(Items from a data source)
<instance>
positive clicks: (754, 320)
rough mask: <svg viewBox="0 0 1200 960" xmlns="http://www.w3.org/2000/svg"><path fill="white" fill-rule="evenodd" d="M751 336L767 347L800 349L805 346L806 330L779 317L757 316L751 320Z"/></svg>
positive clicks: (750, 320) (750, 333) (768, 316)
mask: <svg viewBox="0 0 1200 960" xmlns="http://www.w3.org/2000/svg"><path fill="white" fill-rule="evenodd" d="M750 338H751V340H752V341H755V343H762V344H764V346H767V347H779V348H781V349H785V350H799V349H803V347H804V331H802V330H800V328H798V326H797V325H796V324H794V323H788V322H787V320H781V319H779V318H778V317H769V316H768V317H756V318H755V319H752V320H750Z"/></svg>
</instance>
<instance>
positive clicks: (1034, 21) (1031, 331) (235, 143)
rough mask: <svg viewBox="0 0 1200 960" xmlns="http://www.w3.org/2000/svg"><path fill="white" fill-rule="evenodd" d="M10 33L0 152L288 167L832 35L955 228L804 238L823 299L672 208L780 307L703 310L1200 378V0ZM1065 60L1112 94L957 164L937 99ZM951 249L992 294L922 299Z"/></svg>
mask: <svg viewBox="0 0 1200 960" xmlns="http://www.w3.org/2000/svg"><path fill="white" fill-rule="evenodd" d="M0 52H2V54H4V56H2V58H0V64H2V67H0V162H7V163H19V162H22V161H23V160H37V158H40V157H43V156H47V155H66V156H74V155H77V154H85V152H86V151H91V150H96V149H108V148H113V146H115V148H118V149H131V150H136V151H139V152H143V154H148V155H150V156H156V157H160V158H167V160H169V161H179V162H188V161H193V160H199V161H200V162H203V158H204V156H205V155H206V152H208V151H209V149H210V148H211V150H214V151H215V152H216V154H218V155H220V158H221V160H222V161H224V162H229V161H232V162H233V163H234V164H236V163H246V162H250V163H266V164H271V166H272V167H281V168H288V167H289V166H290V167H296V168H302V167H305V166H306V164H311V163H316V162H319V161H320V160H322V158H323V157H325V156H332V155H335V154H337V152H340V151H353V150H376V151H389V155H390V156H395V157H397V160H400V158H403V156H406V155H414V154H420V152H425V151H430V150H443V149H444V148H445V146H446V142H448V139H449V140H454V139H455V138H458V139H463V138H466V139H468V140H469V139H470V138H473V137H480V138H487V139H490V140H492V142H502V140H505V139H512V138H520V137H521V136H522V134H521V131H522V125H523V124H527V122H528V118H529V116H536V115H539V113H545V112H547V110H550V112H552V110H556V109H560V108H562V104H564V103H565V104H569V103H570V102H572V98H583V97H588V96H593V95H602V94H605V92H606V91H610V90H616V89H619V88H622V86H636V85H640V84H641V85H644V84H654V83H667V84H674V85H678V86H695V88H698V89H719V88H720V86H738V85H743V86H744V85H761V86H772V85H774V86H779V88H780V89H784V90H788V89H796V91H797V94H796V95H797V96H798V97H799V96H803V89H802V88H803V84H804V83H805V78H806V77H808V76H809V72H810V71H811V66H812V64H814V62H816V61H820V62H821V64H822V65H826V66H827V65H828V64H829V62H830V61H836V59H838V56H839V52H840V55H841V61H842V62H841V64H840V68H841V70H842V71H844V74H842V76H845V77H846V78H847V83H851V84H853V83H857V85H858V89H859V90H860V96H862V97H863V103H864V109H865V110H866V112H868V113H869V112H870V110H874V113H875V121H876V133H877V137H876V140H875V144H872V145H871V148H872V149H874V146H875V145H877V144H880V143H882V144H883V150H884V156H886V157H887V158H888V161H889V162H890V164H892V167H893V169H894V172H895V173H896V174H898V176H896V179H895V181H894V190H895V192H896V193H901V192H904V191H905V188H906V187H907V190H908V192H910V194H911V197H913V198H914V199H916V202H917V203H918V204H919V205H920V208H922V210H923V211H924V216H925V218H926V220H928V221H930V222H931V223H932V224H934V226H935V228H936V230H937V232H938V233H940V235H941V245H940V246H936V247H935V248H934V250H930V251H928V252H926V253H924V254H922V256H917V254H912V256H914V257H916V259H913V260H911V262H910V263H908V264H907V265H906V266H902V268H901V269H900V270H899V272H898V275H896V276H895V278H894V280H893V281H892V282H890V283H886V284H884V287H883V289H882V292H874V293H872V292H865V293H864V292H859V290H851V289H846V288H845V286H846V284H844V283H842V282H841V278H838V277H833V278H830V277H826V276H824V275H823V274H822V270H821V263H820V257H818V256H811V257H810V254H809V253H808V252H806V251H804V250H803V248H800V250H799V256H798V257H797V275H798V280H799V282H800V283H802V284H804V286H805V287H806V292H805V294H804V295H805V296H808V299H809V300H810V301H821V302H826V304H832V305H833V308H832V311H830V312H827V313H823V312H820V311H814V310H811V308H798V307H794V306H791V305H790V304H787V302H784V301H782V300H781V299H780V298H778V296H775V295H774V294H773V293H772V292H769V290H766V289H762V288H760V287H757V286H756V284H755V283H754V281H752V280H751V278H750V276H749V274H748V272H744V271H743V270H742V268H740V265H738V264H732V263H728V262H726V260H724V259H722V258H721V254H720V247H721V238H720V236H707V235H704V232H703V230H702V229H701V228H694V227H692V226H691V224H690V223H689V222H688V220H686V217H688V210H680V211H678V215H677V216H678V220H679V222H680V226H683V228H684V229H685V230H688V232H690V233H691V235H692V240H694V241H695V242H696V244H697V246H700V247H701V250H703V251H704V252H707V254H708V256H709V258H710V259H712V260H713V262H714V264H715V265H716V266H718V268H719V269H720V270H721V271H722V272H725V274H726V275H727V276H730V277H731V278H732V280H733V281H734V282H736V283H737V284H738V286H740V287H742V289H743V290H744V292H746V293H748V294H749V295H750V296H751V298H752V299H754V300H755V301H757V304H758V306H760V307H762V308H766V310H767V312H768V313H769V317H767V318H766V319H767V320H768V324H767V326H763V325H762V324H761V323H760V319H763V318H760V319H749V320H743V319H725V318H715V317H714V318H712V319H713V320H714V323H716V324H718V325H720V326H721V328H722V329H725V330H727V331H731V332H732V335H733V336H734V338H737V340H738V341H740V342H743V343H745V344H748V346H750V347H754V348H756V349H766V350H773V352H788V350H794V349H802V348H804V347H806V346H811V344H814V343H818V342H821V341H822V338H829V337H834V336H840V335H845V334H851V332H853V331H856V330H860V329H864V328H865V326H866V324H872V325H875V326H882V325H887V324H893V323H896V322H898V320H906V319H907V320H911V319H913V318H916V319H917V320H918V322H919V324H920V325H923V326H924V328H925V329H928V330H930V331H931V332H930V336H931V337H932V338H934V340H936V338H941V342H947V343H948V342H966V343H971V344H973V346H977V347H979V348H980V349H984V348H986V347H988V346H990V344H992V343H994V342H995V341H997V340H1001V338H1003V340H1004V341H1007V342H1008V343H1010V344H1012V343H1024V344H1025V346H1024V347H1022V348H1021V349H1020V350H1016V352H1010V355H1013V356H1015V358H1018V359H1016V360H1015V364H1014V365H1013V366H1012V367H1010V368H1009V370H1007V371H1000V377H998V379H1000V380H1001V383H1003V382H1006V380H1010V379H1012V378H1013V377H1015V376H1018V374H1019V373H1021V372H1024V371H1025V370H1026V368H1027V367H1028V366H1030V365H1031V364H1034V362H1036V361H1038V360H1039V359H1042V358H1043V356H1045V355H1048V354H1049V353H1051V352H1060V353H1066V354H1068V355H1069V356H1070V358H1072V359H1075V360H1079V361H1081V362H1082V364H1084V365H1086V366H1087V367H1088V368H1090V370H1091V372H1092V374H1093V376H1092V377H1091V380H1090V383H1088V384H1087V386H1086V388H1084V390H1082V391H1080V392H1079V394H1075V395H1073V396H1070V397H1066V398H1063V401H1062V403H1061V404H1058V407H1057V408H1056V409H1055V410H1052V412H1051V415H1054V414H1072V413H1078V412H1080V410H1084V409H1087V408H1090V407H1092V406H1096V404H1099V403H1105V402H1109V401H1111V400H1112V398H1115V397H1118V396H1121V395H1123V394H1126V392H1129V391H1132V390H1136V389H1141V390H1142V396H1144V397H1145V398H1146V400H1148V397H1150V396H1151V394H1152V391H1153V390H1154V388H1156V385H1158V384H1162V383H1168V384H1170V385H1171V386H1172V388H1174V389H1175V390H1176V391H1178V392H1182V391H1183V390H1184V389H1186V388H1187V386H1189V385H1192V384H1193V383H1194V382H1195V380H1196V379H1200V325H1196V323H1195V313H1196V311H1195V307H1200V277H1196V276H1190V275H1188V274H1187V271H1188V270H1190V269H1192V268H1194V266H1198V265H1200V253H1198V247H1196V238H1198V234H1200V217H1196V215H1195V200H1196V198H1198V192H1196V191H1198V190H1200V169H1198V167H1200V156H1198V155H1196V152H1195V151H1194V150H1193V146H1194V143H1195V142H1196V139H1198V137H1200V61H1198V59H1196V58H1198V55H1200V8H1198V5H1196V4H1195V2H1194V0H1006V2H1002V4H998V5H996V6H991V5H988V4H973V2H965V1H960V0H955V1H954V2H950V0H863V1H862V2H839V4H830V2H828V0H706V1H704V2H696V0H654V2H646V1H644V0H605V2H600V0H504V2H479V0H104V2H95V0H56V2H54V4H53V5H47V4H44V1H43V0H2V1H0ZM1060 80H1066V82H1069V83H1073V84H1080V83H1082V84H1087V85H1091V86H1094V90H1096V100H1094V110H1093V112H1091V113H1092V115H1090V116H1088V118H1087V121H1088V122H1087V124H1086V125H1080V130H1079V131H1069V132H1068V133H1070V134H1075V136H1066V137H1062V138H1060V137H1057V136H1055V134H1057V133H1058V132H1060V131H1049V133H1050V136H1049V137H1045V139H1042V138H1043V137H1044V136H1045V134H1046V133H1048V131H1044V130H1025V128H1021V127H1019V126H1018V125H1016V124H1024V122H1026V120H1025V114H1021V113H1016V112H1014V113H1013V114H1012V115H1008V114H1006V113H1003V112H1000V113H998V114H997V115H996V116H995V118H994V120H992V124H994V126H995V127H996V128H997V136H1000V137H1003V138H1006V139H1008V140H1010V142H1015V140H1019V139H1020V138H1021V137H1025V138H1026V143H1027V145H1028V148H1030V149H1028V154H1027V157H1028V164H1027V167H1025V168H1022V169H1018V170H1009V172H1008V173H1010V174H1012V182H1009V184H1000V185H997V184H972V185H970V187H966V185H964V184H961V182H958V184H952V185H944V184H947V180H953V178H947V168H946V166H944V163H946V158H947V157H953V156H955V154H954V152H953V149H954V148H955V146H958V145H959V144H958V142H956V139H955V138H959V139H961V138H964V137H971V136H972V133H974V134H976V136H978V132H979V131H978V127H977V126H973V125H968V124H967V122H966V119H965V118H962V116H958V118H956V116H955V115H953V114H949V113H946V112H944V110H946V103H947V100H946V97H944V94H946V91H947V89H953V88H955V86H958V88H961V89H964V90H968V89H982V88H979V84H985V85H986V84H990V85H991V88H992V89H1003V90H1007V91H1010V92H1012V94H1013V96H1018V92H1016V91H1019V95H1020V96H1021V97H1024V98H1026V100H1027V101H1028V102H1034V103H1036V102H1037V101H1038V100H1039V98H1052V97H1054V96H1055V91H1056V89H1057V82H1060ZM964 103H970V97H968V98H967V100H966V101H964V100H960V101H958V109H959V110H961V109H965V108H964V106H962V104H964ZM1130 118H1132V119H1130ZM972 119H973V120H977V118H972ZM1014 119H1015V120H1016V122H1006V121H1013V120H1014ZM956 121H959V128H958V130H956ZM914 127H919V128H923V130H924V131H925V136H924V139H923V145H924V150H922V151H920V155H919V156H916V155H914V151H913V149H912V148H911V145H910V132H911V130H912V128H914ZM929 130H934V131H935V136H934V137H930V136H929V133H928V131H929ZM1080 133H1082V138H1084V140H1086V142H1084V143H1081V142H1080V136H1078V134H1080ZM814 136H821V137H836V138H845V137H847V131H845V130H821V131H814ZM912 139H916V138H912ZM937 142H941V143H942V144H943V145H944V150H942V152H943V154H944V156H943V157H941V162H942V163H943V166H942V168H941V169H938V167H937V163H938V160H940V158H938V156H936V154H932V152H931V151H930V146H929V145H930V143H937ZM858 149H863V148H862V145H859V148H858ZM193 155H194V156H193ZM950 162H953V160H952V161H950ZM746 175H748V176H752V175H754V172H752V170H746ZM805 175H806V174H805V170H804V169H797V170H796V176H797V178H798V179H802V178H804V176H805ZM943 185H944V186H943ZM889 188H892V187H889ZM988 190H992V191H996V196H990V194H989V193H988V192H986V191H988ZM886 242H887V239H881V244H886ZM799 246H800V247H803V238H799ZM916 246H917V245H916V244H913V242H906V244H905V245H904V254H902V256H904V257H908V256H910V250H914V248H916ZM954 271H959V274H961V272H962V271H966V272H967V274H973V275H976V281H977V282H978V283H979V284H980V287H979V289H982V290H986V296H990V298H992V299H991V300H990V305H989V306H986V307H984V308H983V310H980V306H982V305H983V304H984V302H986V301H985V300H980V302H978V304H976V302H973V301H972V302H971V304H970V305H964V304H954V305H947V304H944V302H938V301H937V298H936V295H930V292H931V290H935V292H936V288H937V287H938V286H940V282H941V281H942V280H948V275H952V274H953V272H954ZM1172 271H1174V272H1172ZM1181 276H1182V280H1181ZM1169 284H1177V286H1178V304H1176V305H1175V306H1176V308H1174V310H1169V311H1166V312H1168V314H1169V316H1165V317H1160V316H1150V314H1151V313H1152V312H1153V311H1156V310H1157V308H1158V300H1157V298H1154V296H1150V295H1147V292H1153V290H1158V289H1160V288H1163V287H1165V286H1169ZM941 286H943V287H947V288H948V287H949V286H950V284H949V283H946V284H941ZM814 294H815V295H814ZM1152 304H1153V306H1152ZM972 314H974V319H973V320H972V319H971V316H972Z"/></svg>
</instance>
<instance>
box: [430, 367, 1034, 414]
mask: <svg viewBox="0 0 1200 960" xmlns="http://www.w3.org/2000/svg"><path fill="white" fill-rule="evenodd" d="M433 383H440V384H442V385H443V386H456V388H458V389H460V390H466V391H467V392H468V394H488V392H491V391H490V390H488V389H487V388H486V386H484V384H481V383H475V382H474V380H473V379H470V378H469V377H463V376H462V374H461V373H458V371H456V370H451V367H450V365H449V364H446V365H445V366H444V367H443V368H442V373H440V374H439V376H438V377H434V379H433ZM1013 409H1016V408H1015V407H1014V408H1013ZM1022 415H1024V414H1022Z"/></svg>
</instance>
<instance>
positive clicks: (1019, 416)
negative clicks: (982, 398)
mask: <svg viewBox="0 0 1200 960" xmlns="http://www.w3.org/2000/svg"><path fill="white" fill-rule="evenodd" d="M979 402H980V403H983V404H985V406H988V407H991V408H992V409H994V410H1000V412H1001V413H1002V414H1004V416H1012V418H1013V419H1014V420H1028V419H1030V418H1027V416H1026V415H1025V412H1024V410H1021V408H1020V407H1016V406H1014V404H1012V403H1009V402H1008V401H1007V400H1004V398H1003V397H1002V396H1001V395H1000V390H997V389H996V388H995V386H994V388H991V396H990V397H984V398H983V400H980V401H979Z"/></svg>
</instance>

**WORK TO COMPLETE**: All that should appear in the response is the run of lines from the first line of the entries through the line containing "positive clicks: (1034, 21)", copied exactly.

**COMPLETED EXERCISE**:
<instance>
positive clicks: (754, 320)
rough mask: <svg viewBox="0 0 1200 960" xmlns="http://www.w3.org/2000/svg"><path fill="white" fill-rule="evenodd" d="M751 336L767 347L800 349L805 346L806 330L779 317L757 316L751 320Z"/></svg>
positive clicks: (750, 320) (750, 333) (768, 316)
mask: <svg viewBox="0 0 1200 960" xmlns="http://www.w3.org/2000/svg"><path fill="white" fill-rule="evenodd" d="M750 338H751V340H752V341H755V343H762V344H764V346H767V347H779V348H781V349H785V350H799V349H803V347H804V331H802V330H800V328H798V326H797V325H796V324H794V323H788V322H787V320H781V319H779V318H778V317H769V316H768V317H756V318H755V319H752V320H750Z"/></svg>
</instance>
<instance>
positive clicks: (1034, 21) (1031, 331) (235, 143)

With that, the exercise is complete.